→ Problem requirements
Every entry gets copied exactly. No images go into the copy.

→ Available data
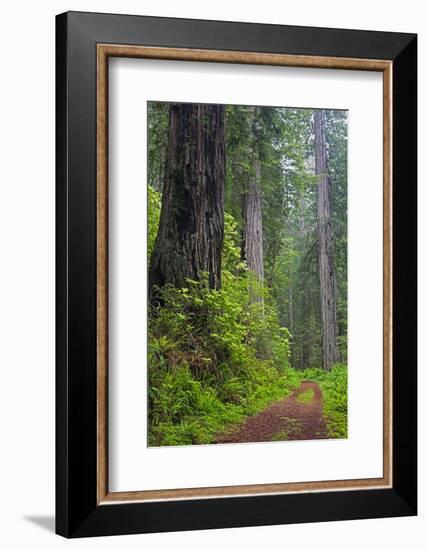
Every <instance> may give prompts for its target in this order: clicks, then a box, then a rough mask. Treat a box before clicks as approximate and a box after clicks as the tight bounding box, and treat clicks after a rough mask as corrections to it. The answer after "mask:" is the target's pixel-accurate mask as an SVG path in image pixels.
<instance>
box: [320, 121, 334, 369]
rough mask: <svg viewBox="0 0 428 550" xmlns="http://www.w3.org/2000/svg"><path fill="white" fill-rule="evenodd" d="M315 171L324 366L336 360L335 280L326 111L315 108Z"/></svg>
mask: <svg viewBox="0 0 428 550" xmlns="http://www.w3.org/2000/svg"><path fill="white" fill-rule="evenodd" d="M314 126H315V174H316V175H317V176H318V186H317V231H318V264H319V277H320V296H321V325H322V351H323V369H324V370H330V368H331V366H332V364H333V363H335V362H336V361H337V360H338V353H337V342H336V337H337V321H336V280H335V272H334V263H333V254H332V249H333V245H332V231H331V215H330V210H331V209H330V182H329V178H328V172H327V147H326V138H325V113H324V111H322V110H318V111H315V124H314Z"/></svg>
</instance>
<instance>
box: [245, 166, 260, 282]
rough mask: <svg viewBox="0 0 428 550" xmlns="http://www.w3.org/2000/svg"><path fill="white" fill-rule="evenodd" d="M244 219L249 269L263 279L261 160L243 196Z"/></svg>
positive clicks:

→ Answer to this exercise
Every <instance> may give prompts for its target in this order: clicks, then a box, then a rough mask. Treat a box before clicks as approximate and a box after clicks as the tight bounding box, and treat clicks after a rough mask as corrections to it. The answer after "mask:" is the target's pixel-accurate mask as an SVG path in image pixels.
<instance>
box: [320, 121, 334, 369]
rough mask: <svg viewBox="0 0 428 550" xmlns="http://www.w3.org/2000/svg"><path fill="white" fill-rule="evenodd" d="M315 171L324 366L336 360L335 280L326 111L315 108Z"/></svg>
mask: <svg viewBox="0 0 428 550" xmlns="http://www.w3.org/2000/svg"><path fill="white" fill-rule="evenodd" d="M314 126H315V174H316V175H317V176H318V186H317V231H318V264H319V277H320V296H321V325H322V351H323V369H324V370H330V368H331V366H332V364H333V363H335V362H336V361H337V360H338V353H337V342H336V337H337V321H336V280H335V272H334V263H333V254H332V249H333V245H332V231H331V215H330V210H331V209H330V182H329V178H328V172H327V147H326V138H325V113H324V111H322V110H318V111H315V124H314Z"/></svg>
</instance>
<instance>
box: [245, 166, 260, 282]
rough mask: <svg viewBox="0 0 428 550" xmlns="http://www.w3.org/2000/svg"><path fill="white" fill-rule="evenodd" d="M244 219L249 269L263 279L261 160L243 196Z"/></svg>
positive clicks:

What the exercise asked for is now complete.